→ **YOUR GOAL**
Go through the records line by line from the top and repeat each one exactly, ending with the line that contains "In the photo above, where can the grey".

BEGIN ENTRIES PROVIDED

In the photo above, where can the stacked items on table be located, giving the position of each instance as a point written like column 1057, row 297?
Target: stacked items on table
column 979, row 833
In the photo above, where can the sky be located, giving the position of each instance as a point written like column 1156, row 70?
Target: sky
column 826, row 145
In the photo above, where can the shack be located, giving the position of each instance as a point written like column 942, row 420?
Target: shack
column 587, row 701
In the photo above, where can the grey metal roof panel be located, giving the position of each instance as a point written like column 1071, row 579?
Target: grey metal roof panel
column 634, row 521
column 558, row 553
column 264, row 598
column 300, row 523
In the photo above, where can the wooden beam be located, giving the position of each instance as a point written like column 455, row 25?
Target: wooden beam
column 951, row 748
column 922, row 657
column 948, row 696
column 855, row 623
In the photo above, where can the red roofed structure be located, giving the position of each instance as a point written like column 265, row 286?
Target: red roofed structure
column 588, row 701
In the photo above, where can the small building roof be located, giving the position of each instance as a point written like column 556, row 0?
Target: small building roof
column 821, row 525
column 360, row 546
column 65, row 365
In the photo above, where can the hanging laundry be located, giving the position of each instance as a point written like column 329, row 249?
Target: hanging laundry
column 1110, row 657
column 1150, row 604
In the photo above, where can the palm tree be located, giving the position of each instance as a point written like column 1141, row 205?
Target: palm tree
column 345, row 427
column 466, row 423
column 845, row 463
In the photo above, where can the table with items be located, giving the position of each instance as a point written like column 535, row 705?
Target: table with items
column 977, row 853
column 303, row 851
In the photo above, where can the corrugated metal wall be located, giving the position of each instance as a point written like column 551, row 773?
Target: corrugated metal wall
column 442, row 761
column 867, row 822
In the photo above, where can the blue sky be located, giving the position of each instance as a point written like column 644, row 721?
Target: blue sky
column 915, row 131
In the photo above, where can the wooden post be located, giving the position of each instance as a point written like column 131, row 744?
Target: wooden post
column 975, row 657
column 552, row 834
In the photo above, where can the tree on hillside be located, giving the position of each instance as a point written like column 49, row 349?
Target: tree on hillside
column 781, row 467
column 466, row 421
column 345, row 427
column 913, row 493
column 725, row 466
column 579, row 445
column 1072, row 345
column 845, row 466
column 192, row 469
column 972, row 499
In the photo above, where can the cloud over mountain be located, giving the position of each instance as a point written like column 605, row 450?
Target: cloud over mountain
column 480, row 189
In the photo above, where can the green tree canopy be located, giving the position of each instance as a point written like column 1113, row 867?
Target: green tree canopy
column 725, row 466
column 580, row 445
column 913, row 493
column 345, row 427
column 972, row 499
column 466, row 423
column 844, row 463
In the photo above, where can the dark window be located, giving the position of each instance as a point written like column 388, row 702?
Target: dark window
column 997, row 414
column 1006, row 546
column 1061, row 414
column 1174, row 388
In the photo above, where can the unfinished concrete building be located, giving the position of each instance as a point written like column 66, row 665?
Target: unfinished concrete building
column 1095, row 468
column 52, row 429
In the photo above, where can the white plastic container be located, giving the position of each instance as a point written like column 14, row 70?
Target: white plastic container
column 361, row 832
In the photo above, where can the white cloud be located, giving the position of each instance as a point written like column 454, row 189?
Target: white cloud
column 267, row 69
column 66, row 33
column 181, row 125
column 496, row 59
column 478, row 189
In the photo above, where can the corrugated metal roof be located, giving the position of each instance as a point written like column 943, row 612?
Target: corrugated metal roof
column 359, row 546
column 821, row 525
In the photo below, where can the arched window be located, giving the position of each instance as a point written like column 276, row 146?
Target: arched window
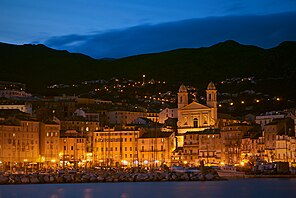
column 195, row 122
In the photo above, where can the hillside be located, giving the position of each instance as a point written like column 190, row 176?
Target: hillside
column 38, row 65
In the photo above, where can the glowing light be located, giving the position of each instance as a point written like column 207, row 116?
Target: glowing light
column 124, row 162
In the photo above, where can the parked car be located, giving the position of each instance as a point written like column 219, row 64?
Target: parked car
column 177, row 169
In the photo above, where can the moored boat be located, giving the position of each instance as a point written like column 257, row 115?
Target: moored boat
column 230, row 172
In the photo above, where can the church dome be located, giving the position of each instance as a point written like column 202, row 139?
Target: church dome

END ENTRIES PROVIDED

→ **RESPONSE AREA**
In the photo above, where can the stacked items on table be located, giving the position of each instance as a point written like column 1057, row 297?
Target: stacked items on table
column 979, row 833
In the photo above, where can the sky be located, giving the position of each instance as a point written like column 1156, row 70?
Target: sky
column 826, row 145
In the photo above, where can the shack be located, giving the position of each instance as a point written like column 942, row 420?
Target: shack
column 587, row 701
In the photo above, where can the grey metal roof panel be located, giving the position of each instance as a point written like column 1071, row 579?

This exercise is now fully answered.